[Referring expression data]
Content starts
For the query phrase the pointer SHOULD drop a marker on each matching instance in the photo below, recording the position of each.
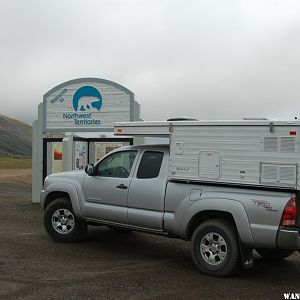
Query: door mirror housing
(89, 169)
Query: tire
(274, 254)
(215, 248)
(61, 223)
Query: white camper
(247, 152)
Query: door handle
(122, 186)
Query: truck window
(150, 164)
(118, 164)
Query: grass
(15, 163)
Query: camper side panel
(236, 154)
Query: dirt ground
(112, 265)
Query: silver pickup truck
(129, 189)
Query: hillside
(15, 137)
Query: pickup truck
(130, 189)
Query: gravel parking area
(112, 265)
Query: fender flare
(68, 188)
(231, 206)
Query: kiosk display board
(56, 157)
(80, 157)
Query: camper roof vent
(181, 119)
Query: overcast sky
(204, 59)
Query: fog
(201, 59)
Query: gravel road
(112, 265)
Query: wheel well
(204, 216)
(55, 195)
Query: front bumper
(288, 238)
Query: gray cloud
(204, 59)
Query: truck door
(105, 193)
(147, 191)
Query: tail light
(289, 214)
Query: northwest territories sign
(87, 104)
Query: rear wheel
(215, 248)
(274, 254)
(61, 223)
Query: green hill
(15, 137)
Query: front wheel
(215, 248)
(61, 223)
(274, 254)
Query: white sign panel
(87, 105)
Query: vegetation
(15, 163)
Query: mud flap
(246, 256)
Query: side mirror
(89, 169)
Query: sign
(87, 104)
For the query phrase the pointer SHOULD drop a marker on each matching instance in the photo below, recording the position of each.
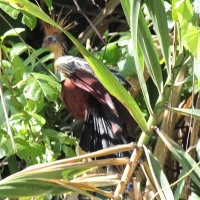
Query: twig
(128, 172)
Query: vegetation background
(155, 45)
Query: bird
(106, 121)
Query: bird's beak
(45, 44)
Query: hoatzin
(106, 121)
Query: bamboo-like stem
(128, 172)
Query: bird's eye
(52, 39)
Content ends
# Exercise goal
Verbatim copy without images: write the records above out in full.

# Task response
For the query phrase the pointer SHOULD drop a marker on each matching instance in the photo below, recording the position of each.
Query: door mirror housing
(89, 169)
Query: tire
(274, 254)
(215, 248)
(61, 223)
Query: white camper
(247, 152)
Query: door handle
(122, 186)
Query: truck window
(150, 164)
(118, 164)
Query: grass
(15, 163)
Query: camper side panel
(236, 154)
Query: dirt ground
(112, 265)
Query: silver pickup truck
(129, 189)
Query: hillside
(15, 137)
Query: pickup truck
(130, 189)
Query: gravel parking area
(112, 265)
Query: fender flare
(68, 188)
(231, 206)
Query: kiosk display board
(56, 157)
(80, 157)
Query: camper roof vent
(181, 119)
Query: overcast sky
(204, 59)
Query: fog
(201, 59)
Query: gravel road
(112, 265)
Query: wheel well
(204, 216)
(55, 195)
Query: front bumper
(288, 238)
Query: gray cloud
(204, 59)
Query: truck door
(105, 193)
(147, 191)
Query: tail light
(289, 214)
Query: northwest territories sign
(87, 104)
Query: rear wheel
(215, 248)
(274, 254)
(61, 223)
Query: green hill
(15, 137)
Query: front wheel
(215, 248)
(61, 223)
(274, 254)
Query: white sign panel
(87, 105)
Query: vegetation
(15, 163)
Query: mud flap
(246, 256)
Query: side mirror
(89, 169)
Query: sign
(87, 104)
For the query phrase the pointer SHOULD drop a marker on each matching instance in the photo below, recording the position of each.
Query: twig
(128, 172)
Query: vegetation background
(155, 45)
Query: bird
(106, 121)
Query: bird's beak
(45, 44)
Query: hoatzin
(106, 121)
Query: bamboo-like stem
(128, 172)
Query: bird's eye
(52, 39)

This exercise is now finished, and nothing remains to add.